■ Directive: Which lines below contain the word "outline"? Copy out each of them.

■ Records for processing:
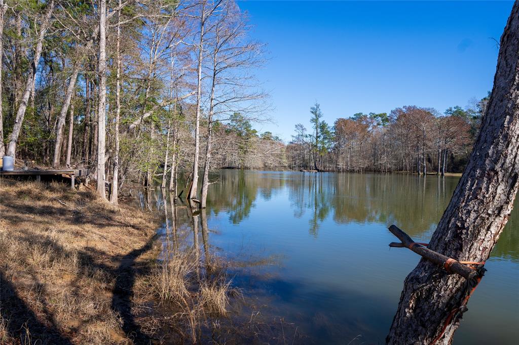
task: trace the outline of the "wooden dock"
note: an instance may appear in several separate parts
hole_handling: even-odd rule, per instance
* * *
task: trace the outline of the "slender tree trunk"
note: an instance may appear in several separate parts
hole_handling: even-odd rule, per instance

■ Answer:
task: trace the outline of the "wooden dock"
task: trace the outline of the "slender tree trunk"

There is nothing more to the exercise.